◆ FRAGMENTO:
En ocasiones como aquella se me hacía un nudo en el estómago y los ojos se me encharcaban. Mi perro venía a mí, con ese sexto sentido que tienen todos los animales para esas cosas, y me ladraba, amable, fiel, optimista. Entonces yo le tiraba la pelota y volvía a mi pequeña burbuja de miserias de papel. Puede que fuera una especie de autoflagelación complaciente, una manera de decirle al mundo que, ey, existía, y que para demostrarlo era capaz de rasgarme en dos el alma sin motivo aparente.

Con el tiempo aprendí que no estaba bien ser capaz de alterar mi ánimo de aquella manera.

Y mi perro murió.
Y yo crecí.
Y dejé de contemplar mi parte oculta de la luna.



(pero el nudo en el estómago sigue surgiendo cuando él quiere)


Para i, que no sé si sigue leyéndome a ratos desde ese país que no sé situar en un mapa.

Jo també me'n recordo de tu..

15.10.07

elijo A cuando quiero B

Hoy le ladro a la pena y la soledad. ¿Sabes? a veces tomar decisiones correctas es lo peor que uno puede hacerse.

◆ EJERCICIO PROPUESTO:
Reproduce sin cambios el tramo del fragmento que va desde "En ocasiones como" hasta "Y yo crecí.".

Filas de un conjunto de datos
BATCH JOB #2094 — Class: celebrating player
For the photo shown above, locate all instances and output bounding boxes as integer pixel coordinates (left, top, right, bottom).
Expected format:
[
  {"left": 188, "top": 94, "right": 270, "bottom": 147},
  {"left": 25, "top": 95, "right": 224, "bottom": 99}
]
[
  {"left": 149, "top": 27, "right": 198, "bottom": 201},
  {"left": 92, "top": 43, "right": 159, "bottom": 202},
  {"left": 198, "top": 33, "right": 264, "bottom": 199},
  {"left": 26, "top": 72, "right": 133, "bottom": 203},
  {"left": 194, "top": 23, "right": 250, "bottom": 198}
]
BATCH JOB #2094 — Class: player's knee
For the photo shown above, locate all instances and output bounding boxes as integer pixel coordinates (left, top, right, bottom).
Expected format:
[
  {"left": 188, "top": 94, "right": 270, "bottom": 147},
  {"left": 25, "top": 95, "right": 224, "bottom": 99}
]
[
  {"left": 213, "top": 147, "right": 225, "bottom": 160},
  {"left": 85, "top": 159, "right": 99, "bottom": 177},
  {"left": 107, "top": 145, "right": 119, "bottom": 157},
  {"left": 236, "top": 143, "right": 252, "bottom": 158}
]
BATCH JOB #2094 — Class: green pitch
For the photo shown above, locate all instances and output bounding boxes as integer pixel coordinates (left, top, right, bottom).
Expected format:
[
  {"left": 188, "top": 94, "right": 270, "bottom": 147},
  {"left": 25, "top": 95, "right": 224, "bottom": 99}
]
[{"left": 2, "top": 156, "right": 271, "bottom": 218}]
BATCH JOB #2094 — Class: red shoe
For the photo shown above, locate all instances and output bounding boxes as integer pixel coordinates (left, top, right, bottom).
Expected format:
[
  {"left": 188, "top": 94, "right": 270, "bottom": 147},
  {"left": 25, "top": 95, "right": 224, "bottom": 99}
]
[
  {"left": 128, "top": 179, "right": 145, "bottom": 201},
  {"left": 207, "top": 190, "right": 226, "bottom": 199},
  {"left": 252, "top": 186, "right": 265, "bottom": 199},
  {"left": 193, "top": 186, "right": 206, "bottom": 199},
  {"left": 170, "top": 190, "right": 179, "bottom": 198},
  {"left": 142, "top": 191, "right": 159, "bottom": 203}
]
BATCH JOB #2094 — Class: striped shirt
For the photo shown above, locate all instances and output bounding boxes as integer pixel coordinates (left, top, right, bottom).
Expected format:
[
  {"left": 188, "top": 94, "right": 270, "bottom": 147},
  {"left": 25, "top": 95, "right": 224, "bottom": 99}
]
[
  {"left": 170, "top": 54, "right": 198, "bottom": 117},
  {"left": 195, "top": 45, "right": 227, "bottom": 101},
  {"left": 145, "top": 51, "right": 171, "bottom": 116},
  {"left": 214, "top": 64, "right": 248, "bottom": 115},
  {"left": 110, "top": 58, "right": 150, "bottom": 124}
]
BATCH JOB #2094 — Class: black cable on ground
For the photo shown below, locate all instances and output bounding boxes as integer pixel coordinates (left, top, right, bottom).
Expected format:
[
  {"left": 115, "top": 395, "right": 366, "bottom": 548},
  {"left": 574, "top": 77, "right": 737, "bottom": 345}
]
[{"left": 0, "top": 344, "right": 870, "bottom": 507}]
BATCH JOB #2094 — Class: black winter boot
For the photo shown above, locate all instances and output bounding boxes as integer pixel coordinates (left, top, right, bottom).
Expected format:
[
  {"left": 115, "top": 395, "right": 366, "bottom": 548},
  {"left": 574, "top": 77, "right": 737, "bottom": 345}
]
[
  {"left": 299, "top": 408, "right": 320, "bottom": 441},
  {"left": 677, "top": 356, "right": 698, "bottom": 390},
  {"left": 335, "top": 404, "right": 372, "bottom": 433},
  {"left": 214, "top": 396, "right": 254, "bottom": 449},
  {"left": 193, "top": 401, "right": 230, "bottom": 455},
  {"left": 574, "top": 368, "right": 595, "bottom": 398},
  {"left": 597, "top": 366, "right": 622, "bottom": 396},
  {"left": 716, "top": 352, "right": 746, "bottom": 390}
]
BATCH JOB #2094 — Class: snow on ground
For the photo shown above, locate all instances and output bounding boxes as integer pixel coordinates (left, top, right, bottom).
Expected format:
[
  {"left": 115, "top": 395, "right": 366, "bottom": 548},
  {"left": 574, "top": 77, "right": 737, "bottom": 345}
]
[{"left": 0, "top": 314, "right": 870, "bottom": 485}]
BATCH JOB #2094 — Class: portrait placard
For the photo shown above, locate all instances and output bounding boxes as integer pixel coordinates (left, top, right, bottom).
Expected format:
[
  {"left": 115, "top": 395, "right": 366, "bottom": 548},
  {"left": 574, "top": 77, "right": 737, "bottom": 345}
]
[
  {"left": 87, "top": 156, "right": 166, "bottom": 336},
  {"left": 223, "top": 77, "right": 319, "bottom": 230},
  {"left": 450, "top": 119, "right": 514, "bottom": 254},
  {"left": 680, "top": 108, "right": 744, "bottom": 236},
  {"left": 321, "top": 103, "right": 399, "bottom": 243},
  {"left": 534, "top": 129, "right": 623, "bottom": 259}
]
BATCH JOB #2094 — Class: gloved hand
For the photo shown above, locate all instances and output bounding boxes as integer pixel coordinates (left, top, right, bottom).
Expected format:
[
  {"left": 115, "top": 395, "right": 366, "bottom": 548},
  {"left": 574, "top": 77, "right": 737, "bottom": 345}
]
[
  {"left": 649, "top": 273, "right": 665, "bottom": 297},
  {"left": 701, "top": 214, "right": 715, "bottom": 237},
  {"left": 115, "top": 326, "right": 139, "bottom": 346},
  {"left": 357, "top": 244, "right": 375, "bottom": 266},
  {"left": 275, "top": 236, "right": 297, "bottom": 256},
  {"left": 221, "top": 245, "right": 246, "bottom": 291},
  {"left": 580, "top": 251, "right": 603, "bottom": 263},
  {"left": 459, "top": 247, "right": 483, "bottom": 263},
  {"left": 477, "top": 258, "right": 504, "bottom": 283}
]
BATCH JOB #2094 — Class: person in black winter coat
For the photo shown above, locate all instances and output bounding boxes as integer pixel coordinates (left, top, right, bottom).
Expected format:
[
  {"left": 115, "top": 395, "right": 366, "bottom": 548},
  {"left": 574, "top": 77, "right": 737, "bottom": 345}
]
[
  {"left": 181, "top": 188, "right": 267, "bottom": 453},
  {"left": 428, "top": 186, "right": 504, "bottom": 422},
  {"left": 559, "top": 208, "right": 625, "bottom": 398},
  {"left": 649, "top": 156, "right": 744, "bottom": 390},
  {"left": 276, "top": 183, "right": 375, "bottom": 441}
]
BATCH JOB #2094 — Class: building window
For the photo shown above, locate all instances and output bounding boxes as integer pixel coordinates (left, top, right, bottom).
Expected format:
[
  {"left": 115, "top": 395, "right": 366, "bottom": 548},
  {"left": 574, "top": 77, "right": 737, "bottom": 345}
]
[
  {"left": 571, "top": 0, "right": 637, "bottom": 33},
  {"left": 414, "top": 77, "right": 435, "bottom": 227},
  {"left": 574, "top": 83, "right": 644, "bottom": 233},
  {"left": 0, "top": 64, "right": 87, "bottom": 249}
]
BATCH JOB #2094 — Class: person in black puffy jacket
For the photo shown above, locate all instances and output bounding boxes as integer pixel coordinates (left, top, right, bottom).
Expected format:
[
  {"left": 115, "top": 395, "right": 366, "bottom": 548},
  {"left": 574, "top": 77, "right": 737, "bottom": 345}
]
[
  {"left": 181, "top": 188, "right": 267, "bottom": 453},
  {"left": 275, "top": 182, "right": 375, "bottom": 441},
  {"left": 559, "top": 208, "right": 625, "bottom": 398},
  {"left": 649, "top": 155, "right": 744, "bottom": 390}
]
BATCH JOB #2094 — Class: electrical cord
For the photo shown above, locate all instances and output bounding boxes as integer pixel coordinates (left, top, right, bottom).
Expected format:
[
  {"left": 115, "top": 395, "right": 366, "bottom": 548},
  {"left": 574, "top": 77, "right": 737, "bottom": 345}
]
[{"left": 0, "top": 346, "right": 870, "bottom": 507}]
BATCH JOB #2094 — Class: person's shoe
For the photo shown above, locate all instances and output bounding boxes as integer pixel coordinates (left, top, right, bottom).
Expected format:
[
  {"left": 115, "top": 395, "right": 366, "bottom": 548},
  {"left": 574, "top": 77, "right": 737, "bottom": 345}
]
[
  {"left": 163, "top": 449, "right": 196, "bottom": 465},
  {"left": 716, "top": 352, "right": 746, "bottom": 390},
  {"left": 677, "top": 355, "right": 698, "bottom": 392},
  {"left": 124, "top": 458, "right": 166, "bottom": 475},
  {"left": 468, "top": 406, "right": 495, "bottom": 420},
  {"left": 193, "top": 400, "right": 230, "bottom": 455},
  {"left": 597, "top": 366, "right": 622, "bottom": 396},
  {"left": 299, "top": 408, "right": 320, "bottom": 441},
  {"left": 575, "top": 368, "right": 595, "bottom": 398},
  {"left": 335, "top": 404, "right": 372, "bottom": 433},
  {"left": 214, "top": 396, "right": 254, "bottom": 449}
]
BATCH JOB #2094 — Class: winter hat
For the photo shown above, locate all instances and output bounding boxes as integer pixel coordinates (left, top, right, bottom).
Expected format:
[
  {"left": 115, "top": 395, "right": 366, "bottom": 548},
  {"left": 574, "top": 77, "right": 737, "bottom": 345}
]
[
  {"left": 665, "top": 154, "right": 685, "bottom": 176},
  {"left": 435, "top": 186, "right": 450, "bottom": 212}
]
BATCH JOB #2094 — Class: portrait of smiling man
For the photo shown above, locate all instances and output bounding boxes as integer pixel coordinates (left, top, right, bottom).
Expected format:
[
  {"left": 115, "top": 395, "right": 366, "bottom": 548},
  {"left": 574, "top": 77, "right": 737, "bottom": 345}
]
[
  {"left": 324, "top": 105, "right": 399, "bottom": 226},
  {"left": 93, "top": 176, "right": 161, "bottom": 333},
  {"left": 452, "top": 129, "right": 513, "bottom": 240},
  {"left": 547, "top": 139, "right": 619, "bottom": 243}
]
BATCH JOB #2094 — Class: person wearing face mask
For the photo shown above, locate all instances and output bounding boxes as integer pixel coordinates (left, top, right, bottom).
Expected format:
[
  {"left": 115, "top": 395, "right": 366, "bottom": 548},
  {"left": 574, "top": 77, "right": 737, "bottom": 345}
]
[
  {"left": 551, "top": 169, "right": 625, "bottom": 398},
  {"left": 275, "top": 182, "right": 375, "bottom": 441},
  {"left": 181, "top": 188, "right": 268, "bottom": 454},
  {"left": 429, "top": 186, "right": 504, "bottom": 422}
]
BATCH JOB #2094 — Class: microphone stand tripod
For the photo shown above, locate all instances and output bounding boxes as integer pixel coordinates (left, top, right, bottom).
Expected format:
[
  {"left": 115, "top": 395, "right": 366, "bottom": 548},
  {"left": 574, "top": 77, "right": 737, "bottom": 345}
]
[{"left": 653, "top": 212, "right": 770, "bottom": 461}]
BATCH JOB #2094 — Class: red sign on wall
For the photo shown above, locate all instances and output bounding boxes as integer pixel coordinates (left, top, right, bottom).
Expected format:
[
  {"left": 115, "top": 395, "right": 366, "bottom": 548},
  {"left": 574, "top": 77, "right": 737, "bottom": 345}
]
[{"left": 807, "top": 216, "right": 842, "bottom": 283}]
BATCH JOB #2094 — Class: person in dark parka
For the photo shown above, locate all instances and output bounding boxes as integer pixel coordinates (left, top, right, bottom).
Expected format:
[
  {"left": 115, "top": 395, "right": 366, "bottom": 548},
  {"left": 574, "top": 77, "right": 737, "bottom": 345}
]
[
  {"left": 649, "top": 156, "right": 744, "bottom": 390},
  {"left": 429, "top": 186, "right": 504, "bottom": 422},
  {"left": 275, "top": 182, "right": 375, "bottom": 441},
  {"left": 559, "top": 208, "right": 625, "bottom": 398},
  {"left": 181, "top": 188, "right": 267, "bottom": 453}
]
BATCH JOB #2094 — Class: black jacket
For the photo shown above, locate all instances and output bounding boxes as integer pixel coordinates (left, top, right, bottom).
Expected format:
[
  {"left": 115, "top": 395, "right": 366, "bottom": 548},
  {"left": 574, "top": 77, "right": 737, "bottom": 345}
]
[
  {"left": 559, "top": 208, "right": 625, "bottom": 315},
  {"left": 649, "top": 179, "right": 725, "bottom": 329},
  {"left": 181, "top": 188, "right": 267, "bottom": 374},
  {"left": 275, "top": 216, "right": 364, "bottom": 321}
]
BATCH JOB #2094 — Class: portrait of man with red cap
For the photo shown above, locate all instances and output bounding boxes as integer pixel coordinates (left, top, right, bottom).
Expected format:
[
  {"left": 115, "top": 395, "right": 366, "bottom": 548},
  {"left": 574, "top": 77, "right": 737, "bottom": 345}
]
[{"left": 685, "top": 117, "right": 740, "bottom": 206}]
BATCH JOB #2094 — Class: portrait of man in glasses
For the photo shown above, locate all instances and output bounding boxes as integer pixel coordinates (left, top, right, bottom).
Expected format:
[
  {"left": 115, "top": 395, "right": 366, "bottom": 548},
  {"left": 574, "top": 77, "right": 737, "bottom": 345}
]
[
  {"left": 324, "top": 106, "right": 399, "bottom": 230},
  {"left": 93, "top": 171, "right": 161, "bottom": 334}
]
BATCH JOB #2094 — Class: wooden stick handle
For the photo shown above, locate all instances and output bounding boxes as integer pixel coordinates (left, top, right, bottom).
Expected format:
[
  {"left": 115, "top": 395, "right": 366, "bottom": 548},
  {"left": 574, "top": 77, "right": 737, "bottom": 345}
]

◆ RESPUESTA:
En ocasiones como aquella se me hacía un nudo en el estómago y los ojos se me encharcaban. Mi perro venía a mí, con ese sexto sentido que tienen todos los animales para esas cosas, y me ladraba, amable, fiel, optimista. Entonces yo le tiraba la pelota y volvía a mi pequeña burbuja de miserias de papel. Puede que fuera una especie de autoflagelación complaciente, una manera de decirle al mundo que, ey, existía, y que para demostrarlo era capaz de rasgarme en dos el alma sin motivo aparente.

Con el tiempo aprendí que no estaba bien ser capaz de alterar mi ánimo de aquella manera.

Y mi perro murió.
Y yo crecí.